Présentez sous forme de liste numérotée les lignes du matériel situées entre celle qui contient "If you could tag the green grass" et celle qui contient "<point>380,65</point>", ces deux lignes comprises. Omettez les lignes vides, s'il vous plaît.

Informations extraites –
────────────────────

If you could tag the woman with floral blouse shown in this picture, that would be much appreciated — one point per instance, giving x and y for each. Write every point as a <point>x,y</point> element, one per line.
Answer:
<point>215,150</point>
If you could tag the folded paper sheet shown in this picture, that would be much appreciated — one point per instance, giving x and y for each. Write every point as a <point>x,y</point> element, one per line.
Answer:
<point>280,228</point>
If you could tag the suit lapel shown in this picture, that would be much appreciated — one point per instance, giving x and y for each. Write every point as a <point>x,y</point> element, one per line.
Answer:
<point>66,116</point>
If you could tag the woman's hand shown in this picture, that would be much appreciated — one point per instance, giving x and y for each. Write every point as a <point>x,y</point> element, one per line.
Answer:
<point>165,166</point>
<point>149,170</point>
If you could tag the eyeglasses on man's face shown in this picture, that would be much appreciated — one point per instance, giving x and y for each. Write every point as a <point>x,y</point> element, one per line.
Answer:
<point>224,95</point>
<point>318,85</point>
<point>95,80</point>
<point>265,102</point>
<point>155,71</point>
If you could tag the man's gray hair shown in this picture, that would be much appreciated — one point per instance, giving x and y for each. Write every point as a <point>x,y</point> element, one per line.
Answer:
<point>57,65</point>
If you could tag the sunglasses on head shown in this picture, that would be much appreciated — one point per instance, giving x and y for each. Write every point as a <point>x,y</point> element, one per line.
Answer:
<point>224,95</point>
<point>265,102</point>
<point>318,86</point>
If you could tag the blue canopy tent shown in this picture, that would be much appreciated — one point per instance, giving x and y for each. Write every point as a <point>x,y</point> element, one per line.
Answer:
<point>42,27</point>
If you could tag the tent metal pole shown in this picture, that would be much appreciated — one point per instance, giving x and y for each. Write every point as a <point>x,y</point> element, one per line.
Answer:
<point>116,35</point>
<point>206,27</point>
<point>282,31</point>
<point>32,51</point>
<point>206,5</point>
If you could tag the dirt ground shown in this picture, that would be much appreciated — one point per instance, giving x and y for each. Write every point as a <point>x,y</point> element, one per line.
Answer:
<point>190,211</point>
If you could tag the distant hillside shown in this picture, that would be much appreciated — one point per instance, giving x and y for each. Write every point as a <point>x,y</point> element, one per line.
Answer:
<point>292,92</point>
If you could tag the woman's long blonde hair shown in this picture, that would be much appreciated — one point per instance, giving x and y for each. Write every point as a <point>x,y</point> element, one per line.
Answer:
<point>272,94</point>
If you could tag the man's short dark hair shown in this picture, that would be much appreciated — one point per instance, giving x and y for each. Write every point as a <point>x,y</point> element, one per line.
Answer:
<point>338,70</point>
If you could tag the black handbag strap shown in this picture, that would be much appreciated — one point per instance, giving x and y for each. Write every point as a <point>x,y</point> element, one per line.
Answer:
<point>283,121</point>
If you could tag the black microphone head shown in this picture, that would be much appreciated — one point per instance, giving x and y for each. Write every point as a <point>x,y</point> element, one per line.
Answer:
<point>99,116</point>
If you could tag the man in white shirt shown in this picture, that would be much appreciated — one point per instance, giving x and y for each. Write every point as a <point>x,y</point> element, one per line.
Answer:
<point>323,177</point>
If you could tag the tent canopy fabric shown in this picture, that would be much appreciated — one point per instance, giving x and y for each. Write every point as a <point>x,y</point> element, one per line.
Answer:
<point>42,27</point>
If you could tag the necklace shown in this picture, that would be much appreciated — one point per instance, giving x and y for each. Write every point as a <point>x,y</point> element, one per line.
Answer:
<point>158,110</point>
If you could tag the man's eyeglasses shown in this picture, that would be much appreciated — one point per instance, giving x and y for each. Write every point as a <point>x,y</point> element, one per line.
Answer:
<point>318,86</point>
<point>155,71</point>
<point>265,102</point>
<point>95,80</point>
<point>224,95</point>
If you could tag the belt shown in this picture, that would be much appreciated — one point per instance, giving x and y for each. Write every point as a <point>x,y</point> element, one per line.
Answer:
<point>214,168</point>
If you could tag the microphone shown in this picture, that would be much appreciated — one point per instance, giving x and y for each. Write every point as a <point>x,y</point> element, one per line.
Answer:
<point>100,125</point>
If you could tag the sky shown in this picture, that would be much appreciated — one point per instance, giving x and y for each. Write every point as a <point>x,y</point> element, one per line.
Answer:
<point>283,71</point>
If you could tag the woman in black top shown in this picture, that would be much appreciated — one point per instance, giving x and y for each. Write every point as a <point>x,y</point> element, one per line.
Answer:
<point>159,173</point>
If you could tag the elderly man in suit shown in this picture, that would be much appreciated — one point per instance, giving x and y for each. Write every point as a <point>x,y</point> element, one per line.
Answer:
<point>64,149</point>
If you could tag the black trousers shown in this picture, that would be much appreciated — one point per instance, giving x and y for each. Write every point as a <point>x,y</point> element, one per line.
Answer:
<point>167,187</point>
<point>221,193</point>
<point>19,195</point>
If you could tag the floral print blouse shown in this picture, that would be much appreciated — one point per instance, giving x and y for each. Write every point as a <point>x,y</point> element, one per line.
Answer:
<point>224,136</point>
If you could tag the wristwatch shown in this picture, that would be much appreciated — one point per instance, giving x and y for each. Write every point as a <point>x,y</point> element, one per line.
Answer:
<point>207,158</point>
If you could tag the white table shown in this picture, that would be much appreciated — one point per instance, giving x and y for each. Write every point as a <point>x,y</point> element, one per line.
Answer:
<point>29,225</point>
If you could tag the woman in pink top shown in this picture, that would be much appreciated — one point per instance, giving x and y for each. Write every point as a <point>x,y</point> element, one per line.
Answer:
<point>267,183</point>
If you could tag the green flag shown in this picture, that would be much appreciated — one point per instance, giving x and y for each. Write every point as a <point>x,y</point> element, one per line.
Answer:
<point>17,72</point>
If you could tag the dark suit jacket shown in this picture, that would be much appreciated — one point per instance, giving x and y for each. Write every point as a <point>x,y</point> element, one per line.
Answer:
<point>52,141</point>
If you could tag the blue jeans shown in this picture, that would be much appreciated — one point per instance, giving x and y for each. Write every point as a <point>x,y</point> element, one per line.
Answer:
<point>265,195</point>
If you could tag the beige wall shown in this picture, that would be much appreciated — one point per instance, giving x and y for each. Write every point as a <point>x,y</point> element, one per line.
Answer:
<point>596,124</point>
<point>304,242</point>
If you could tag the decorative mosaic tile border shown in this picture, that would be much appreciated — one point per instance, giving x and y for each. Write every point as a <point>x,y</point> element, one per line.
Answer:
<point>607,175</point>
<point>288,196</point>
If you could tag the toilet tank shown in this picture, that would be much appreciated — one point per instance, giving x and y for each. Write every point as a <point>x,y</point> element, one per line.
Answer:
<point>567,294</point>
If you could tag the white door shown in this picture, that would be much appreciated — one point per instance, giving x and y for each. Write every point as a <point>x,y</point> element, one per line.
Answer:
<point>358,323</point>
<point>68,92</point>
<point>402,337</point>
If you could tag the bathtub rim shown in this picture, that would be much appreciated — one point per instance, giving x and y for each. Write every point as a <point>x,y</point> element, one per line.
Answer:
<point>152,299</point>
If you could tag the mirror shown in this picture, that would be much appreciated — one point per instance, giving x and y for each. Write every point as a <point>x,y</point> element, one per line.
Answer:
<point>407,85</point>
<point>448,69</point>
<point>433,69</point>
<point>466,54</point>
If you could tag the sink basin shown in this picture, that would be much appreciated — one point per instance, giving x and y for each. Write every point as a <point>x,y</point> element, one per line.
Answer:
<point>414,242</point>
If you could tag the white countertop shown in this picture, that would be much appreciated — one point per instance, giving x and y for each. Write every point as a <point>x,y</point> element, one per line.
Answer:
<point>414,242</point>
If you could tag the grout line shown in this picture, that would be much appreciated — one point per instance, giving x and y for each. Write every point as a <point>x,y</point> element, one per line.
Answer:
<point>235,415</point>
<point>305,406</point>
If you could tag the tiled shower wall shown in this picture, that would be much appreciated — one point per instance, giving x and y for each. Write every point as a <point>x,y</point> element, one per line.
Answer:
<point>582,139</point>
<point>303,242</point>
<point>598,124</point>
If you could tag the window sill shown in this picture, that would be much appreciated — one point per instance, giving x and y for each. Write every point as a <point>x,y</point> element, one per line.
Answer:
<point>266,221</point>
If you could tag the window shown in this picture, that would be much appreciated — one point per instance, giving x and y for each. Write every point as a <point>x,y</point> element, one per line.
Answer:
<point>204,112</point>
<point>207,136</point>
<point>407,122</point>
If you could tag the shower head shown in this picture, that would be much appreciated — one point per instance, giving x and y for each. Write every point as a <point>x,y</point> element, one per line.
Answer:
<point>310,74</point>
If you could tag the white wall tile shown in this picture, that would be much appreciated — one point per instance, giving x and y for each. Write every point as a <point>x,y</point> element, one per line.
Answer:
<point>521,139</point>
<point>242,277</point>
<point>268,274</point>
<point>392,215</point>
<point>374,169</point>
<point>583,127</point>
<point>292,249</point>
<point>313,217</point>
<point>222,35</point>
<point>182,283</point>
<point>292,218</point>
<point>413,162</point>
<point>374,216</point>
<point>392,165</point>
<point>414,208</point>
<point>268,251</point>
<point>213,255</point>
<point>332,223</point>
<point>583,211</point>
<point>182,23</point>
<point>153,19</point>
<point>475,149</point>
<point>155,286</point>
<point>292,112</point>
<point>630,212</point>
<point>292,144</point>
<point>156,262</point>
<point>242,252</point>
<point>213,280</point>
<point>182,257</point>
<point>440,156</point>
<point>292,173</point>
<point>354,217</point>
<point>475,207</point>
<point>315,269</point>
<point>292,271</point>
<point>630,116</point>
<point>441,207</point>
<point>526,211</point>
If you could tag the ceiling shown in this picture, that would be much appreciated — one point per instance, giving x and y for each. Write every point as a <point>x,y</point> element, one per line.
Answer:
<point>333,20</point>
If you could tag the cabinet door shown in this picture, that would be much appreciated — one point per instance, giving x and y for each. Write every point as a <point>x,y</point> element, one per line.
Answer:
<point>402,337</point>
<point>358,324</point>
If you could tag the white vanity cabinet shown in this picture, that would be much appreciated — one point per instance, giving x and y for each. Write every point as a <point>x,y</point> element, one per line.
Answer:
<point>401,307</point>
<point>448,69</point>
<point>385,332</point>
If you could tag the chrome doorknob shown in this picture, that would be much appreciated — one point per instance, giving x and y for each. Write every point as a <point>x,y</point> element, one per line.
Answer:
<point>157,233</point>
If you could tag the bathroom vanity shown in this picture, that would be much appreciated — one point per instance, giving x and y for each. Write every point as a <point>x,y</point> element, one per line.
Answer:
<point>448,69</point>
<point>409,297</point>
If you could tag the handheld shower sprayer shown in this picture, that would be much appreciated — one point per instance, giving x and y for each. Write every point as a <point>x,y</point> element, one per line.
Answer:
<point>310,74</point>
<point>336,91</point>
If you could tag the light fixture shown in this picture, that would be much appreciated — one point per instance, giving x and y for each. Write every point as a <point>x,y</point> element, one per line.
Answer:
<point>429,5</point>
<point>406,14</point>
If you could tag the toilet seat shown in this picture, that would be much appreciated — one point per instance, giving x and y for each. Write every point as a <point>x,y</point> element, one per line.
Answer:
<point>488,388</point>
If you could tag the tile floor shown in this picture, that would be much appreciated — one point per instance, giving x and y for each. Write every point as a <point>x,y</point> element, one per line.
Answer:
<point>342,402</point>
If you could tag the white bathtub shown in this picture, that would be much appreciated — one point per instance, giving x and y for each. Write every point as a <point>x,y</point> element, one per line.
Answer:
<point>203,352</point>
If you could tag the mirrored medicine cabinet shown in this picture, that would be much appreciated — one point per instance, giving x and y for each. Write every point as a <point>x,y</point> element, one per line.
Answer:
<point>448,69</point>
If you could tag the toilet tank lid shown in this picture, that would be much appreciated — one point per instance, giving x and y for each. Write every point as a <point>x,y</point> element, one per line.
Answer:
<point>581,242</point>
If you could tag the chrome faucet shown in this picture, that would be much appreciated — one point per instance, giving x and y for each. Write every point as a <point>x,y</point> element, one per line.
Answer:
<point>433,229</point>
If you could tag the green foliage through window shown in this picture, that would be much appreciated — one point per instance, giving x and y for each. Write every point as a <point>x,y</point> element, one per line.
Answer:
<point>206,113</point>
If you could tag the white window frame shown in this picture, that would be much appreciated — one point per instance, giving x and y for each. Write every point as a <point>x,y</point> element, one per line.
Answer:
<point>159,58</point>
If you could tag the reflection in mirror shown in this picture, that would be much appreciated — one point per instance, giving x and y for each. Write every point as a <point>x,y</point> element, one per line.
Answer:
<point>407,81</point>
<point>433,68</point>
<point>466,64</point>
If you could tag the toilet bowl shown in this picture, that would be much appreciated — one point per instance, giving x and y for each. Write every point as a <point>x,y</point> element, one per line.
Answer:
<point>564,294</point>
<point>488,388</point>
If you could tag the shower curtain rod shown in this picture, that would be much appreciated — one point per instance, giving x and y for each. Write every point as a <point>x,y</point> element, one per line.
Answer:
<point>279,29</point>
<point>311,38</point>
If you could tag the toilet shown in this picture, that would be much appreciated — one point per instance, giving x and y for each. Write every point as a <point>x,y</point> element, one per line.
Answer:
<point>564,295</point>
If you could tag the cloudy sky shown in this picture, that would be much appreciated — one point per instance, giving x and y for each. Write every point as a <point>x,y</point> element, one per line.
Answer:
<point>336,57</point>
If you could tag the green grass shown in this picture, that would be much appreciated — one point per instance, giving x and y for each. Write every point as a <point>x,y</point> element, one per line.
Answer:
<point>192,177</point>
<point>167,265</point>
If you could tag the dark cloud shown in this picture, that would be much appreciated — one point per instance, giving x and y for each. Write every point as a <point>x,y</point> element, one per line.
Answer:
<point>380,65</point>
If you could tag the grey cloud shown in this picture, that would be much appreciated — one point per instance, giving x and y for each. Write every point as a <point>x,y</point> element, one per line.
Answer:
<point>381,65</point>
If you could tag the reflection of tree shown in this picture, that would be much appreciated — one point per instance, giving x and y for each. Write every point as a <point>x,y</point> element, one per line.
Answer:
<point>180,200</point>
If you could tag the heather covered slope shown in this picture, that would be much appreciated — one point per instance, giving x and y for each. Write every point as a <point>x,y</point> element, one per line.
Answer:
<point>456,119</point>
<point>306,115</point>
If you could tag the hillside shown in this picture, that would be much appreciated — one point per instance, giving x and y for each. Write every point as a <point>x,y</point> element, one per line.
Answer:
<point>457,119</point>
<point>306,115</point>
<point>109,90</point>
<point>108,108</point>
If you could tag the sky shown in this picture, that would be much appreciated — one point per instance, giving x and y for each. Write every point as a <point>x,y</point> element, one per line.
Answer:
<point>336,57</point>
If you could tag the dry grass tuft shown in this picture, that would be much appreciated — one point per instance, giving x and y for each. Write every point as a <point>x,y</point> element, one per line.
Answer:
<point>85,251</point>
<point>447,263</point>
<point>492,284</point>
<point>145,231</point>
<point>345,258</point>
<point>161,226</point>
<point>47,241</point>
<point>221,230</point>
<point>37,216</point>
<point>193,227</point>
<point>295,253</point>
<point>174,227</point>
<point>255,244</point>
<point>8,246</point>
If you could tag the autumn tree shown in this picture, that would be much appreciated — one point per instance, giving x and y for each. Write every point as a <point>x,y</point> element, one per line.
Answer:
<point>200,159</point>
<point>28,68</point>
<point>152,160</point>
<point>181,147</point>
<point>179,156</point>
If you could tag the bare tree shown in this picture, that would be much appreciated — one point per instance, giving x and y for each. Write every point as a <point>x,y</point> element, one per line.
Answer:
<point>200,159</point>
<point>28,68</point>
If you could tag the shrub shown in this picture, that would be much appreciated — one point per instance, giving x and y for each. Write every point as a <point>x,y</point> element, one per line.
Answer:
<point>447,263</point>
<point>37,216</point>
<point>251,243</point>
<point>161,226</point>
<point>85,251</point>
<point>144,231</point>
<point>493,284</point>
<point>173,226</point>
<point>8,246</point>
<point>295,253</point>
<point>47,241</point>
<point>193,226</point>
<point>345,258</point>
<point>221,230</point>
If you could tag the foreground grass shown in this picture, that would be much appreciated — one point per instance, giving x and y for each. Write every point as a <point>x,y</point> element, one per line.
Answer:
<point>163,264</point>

────────────────────

Tâche accomplie –
1. If you could tag the green grass shown in this picture, that would be much appreciated — one point per instance, giving x and y for each. Write every point as a <point>x,y</point> element, one per line.
2. Answer:
3. <point>192,177</point>
4. <point>167,265</point>
5. If you could tag the dark cloud shown in this picture, that would be much appreciated — one point per instance, giving x and y for each. Write every point as a <point>x,y</point> element, one per line.
6. Answer:
7. <point>380,65</point>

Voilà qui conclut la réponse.